Task statement: Using the text on the 2010 Grand National, decide whether each statement agrees with it: (a) Don't Push It started the race at odds of 20–1. (b) Black Apalachi finished second, five lengths behind the winner. (c) The 2010 race was the 163rd renewal of the Grand National. Answer yes or no for each, quoting the words of the text that decide it.
Text under study section start
2010 Grand National
- Location: Aintree Racecourse
- Date: 10 April 2010
- Winning horse: Don't Push It
- Starting price: 10/1 JF
- Jockey: Tony McCoy
- Trainer: Jonjo O'Neill
- Owner: J. P. McManus
- Conditions: Good (good to soft in places)

= 2010 Grand National =

English steeplechase horse race

The 2010 Grand National (officially known as the John Smith's Grand National for sponsorship reasons) was the 163rd renewal of the Grand National horse race that took place at Aintree near Liverpool, England, on 10 April 2010.

The main race was held at 16:15 BST and was won by Don't Push It, ridden by Tony McCoy, five lengths ahead of Black Apalachi in second, and twenty ahead of State of Play in third.

It was McCoy's first win in the Grand National at his fifteenth attempt. Don't Push It started the race as 10–1 joint-favourite, having been backed down from 20–1 in the hours prior to the race. In the process of winning, McCoy avoided equalling the record for most rides in the National without winning, held by Jeff King.
Text under study section end
Information shown section start
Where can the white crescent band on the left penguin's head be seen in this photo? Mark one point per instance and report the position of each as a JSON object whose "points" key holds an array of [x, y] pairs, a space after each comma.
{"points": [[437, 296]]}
Information shown section end
Response to this task:
(a) No: "Don't Push It started the race as 10–1 joint-favourite, having been backed down from 20–1 in the hours prior to the race."
(b) Yes: "won by Don't Push It, ridden by Tony McCoy, five lengths ahead of Black Apalachi in second"
(c) Yes: "was the 163rd renewal of the Grand National horse race"